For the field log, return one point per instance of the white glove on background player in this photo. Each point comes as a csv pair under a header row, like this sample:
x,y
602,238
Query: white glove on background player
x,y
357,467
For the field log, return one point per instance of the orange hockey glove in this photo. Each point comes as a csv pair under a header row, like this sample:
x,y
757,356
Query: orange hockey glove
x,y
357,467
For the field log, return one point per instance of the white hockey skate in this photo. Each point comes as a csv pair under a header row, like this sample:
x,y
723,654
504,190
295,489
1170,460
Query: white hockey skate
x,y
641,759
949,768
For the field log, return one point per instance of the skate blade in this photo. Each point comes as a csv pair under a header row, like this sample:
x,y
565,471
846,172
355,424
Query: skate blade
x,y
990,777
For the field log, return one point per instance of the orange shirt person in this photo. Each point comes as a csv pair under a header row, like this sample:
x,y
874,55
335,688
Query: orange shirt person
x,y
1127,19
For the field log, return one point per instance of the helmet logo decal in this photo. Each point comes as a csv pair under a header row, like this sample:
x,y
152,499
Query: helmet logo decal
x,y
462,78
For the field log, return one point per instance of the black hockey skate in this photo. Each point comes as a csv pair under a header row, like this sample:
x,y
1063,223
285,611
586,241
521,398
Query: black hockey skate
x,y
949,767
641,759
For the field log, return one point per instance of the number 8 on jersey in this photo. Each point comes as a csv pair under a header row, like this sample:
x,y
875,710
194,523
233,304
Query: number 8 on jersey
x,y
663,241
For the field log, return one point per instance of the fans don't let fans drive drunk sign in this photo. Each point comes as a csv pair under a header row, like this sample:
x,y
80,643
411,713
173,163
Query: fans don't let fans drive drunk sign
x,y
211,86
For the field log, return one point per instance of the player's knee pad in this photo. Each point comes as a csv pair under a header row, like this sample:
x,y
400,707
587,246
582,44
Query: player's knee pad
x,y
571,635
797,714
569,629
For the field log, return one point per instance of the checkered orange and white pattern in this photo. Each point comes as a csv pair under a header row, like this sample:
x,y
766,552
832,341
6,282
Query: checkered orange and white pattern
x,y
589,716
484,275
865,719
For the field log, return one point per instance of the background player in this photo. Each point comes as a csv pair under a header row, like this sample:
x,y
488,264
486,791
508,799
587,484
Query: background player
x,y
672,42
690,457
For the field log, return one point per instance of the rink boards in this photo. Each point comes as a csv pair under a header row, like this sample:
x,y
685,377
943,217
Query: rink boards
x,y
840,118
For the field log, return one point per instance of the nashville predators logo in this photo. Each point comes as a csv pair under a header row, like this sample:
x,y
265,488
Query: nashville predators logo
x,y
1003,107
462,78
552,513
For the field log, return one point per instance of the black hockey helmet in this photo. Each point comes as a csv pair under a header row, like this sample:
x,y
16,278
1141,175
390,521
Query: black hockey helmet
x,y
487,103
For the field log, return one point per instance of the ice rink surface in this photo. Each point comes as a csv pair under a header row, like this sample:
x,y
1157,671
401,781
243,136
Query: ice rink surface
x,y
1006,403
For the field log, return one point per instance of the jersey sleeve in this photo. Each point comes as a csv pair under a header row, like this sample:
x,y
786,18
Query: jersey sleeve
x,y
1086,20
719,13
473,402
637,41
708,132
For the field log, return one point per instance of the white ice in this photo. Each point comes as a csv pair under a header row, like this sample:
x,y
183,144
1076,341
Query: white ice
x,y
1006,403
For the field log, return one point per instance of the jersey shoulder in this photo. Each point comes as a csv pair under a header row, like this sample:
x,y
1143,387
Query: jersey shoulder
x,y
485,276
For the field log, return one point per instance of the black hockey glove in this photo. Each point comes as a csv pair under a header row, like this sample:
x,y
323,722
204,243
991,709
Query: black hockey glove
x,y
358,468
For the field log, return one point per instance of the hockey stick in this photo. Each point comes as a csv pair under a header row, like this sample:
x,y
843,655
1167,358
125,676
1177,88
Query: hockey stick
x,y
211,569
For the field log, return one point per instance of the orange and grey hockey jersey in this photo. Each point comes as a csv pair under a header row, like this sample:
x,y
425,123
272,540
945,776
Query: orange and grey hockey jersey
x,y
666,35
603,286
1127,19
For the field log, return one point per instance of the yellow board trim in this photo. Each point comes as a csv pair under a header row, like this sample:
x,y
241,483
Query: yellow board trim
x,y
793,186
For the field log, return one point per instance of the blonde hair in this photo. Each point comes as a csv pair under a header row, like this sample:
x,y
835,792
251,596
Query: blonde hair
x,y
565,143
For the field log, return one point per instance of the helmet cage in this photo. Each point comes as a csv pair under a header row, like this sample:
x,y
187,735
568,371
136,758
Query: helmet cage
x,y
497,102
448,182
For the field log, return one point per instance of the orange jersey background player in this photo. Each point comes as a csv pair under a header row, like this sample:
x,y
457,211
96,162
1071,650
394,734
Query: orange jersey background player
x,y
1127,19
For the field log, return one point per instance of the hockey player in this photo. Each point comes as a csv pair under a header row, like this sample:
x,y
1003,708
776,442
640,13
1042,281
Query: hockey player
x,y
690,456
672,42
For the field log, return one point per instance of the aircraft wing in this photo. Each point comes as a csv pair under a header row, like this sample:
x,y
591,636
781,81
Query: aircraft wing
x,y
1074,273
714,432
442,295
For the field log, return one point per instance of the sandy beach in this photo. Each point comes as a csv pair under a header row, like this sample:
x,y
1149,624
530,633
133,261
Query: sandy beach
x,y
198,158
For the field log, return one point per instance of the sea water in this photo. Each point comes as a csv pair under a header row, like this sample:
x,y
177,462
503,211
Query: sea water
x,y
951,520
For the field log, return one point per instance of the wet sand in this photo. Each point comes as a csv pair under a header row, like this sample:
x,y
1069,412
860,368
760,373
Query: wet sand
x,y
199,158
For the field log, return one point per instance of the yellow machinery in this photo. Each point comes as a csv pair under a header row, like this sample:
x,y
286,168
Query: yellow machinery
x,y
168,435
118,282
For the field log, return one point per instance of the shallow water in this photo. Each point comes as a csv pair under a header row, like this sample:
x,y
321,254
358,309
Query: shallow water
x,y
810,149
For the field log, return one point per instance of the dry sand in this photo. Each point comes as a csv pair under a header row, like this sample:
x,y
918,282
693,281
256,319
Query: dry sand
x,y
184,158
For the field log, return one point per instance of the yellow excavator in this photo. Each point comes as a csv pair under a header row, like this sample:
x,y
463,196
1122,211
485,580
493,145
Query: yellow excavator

- - -

Aim of the exercise ▸ Copy out the lines from the line containing "the sea water" to the end of the listing above, without alteration.

Result for this task ▸
For the field log, return one point per instance of the sea water in this photo. Each point comes as a csv pair under a header row, like this sample:
x,y
177,462
503,211
Query: sea water
x,y
951,520
For the field log, return one point per instance of the wet sand in this photo. Each point comes as a csv pair under a header row, like this sample:
x,y
1069,412
860,368
760,373
Query: wet sand
x,y
199,158
For the field log, return one point per instance of the yellow machinery in this photo. Each point comes as a csv pair under a header row, like this sample:
x,y
286,168
Query: yellow machinery
x,y
168,435
118,282
For the field log, return one point per instance of the shallow water in this photo. Each point comes as a csv pair under a header row, like this sample:
x,y
321,254
358,309
Query: shallow water
x,y
810,149
For the field log, return one point per instance of the dry sand in this photo. Each point comes as a csv pair under a header row, like this sample:
x,y
918,282
693,281
256,319
Query: dry sand
x,y
184,158
For the field log, return one point per instance of the yellow excavator in this photo. Each point comes as a csv pair under a header row, like this sample:
x,y
463,196
1122,211
485,580
493,145
Query: yellow excavator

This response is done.